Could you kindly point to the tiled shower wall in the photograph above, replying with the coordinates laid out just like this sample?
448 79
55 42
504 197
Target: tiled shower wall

------------------------------------------------------------

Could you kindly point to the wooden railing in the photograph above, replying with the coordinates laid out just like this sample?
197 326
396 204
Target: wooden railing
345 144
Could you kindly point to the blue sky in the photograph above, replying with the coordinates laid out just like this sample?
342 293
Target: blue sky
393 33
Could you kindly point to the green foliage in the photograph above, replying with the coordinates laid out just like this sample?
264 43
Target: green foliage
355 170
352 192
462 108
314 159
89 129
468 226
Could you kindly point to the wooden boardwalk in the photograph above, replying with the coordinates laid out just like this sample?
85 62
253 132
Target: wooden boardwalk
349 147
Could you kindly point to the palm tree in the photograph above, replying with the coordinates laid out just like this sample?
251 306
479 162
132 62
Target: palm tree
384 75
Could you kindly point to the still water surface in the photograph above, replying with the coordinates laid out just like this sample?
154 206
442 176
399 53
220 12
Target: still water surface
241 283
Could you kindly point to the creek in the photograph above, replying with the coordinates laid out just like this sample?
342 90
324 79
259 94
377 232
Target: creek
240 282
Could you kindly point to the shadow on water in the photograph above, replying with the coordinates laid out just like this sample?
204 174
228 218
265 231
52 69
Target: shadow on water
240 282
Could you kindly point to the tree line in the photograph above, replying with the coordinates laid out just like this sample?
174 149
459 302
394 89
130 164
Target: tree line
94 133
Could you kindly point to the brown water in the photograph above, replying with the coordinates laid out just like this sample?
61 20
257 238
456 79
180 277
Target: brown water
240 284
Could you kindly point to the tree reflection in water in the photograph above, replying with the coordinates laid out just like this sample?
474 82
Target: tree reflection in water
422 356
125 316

------------------------------------------------------------

* SET EXERCISE: Reproduce the part of the records that opens with the line containing "Could you kindly point to the tiled" and closes with the line containing "Target: tiled shower wall", substituting "pixel positions" for "coordinates" and leaving everything else unchanged.

* ANSWER IN FULL:
Could you kindly point to the tiled shower wall in the photograph above, replying with the pixel positions laid out just like this sample?
448 79
55 42
504 197
Target: tiled shower wall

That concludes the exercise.